> **Your objective**
Tally the lines in the entries below that contain the word "background". Reply with the number alone.

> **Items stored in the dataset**
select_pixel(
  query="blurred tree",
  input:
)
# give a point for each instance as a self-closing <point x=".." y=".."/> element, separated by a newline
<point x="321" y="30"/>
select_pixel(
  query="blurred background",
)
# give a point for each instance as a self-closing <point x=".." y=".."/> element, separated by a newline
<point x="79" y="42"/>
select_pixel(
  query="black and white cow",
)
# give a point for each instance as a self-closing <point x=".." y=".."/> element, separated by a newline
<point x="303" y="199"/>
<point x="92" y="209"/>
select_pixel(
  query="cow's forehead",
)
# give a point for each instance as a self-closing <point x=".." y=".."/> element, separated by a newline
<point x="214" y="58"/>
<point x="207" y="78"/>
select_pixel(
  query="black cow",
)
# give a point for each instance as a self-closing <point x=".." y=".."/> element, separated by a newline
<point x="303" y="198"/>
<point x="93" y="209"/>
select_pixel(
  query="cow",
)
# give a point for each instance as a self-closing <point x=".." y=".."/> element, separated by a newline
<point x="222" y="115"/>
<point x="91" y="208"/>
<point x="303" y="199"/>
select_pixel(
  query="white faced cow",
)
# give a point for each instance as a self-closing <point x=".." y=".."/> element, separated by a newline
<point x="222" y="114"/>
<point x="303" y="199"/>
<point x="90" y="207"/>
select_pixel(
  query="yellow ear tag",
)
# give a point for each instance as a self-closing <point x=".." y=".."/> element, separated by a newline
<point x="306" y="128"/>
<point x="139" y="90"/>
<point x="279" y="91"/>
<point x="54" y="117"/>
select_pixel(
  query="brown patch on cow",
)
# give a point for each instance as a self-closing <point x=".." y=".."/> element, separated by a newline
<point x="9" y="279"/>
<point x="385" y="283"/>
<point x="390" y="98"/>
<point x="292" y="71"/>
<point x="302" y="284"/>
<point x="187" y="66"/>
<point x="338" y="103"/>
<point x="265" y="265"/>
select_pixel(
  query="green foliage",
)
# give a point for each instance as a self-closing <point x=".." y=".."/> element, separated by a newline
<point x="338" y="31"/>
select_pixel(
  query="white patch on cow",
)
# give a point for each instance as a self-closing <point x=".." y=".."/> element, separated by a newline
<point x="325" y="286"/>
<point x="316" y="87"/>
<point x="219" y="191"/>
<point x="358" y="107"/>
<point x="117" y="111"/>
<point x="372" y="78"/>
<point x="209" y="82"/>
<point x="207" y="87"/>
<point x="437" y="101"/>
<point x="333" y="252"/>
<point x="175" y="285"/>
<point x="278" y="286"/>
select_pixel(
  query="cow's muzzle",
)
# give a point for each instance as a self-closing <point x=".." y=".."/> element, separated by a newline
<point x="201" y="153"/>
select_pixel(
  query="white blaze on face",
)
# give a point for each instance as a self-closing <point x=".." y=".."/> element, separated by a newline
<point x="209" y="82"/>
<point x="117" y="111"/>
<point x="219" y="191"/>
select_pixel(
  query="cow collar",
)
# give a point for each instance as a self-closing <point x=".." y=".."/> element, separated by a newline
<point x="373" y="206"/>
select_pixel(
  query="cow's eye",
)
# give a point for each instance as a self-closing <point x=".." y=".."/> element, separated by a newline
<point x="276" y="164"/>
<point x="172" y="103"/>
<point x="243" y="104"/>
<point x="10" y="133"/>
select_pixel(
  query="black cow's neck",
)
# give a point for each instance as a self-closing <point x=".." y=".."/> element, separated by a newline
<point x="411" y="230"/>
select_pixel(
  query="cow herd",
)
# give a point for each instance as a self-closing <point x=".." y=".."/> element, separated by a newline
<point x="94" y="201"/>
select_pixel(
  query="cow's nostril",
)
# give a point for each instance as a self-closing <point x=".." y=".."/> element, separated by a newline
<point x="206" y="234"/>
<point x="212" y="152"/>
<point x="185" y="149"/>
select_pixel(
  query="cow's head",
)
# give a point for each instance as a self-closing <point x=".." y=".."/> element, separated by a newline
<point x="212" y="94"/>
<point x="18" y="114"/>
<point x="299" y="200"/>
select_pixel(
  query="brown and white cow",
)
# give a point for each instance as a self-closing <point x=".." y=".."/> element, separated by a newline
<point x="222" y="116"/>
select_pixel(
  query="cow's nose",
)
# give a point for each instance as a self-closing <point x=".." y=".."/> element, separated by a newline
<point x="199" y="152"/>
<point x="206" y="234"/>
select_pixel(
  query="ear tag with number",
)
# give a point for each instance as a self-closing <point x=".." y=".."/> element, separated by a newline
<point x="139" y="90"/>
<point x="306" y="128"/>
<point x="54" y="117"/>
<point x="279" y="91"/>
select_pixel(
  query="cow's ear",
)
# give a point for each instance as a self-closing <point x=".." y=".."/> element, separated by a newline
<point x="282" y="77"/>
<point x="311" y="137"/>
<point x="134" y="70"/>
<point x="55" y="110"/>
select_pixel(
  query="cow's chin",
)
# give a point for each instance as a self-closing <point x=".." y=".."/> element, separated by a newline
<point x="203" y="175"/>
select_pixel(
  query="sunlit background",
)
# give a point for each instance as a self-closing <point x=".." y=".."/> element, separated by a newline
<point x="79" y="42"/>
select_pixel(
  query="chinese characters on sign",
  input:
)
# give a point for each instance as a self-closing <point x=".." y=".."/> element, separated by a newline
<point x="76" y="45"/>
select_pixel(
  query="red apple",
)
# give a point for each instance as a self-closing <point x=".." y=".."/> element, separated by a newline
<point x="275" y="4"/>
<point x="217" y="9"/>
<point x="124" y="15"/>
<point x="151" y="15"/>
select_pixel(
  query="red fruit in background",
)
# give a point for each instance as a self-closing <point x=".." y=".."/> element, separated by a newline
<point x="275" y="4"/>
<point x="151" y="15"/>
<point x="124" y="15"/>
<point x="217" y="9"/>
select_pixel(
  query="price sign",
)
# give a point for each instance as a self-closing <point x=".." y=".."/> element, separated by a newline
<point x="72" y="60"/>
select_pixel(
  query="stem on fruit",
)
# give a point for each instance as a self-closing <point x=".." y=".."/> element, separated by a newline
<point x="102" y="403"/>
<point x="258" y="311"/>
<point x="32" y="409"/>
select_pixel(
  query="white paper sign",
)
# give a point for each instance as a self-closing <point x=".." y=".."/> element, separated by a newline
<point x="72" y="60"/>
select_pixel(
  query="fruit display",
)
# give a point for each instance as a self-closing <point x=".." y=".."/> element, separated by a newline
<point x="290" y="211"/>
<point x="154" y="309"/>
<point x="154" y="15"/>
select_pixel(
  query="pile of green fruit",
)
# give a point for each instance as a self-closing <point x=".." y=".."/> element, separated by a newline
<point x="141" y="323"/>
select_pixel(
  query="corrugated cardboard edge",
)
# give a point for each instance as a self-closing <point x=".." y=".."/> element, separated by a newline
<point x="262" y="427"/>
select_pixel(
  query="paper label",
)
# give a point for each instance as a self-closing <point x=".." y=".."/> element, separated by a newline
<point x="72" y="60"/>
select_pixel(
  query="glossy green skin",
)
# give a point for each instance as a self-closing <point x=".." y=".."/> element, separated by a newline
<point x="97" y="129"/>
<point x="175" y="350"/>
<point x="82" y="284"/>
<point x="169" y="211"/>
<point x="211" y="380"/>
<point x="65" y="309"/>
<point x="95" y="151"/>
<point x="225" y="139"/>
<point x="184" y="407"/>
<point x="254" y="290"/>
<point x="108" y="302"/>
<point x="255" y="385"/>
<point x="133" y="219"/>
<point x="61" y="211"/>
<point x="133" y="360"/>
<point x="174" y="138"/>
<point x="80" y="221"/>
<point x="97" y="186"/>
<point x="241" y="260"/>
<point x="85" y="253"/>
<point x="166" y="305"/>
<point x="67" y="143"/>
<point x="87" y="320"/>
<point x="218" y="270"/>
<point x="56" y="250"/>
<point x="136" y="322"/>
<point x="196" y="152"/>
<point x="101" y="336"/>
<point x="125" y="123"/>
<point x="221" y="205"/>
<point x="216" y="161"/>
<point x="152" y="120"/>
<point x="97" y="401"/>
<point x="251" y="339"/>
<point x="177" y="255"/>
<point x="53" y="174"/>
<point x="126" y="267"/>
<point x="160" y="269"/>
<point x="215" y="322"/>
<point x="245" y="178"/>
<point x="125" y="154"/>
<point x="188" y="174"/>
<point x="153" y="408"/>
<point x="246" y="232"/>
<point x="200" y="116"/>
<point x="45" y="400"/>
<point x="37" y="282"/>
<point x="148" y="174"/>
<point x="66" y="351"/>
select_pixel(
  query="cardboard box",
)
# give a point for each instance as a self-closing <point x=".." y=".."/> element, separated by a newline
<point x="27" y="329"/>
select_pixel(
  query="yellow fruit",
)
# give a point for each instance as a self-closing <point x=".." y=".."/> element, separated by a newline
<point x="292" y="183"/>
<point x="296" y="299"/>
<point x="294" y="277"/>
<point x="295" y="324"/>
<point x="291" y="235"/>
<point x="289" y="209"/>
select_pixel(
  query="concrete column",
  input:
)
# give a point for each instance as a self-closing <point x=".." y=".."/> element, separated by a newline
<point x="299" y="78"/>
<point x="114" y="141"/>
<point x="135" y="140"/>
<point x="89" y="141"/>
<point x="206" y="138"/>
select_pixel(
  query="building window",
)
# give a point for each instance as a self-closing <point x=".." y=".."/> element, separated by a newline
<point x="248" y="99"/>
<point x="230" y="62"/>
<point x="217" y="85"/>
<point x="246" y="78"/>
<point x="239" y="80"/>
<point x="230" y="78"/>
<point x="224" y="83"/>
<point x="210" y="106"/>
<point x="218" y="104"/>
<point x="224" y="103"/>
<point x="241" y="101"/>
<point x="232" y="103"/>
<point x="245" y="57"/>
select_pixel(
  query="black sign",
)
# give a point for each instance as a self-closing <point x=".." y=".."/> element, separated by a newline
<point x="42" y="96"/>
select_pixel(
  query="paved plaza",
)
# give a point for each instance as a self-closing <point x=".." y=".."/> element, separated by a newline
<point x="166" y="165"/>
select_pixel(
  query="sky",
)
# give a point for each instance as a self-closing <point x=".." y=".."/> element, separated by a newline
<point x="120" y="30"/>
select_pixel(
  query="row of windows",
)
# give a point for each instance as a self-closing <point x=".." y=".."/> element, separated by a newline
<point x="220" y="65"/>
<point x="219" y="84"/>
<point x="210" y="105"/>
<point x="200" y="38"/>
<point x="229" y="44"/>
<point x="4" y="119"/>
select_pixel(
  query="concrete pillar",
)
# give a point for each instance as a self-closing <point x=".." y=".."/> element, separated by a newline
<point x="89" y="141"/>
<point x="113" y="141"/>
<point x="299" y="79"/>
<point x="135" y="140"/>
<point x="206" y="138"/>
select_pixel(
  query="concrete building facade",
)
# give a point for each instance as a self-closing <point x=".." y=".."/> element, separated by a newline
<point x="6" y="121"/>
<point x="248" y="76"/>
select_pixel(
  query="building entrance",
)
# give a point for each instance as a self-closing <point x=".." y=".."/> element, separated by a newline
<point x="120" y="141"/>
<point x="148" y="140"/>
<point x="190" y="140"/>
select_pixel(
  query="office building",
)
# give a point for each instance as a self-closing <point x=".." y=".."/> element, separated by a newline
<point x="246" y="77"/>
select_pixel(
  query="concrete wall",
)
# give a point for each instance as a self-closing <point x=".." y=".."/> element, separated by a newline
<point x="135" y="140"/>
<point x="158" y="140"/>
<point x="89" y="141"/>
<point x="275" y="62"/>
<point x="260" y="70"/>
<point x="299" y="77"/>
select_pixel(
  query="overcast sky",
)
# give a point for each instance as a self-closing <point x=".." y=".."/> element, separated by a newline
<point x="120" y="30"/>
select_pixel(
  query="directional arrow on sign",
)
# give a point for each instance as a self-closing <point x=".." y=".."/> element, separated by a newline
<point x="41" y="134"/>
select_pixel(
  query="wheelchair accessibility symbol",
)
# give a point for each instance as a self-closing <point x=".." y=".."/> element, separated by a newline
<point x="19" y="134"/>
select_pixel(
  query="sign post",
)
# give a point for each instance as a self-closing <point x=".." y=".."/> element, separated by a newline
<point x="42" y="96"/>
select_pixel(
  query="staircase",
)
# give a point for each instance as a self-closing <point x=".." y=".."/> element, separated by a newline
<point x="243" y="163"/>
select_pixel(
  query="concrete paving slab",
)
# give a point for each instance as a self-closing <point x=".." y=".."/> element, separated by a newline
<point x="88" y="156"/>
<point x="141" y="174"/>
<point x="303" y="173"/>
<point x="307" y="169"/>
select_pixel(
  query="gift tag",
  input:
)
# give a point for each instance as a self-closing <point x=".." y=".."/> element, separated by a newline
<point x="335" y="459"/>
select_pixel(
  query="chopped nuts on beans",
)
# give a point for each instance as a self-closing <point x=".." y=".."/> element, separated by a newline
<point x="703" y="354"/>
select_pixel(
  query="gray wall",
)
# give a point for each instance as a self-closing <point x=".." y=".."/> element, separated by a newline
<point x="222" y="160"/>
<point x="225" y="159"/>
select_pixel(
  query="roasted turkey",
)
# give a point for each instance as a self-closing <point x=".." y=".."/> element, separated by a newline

> **Completed exercise**
3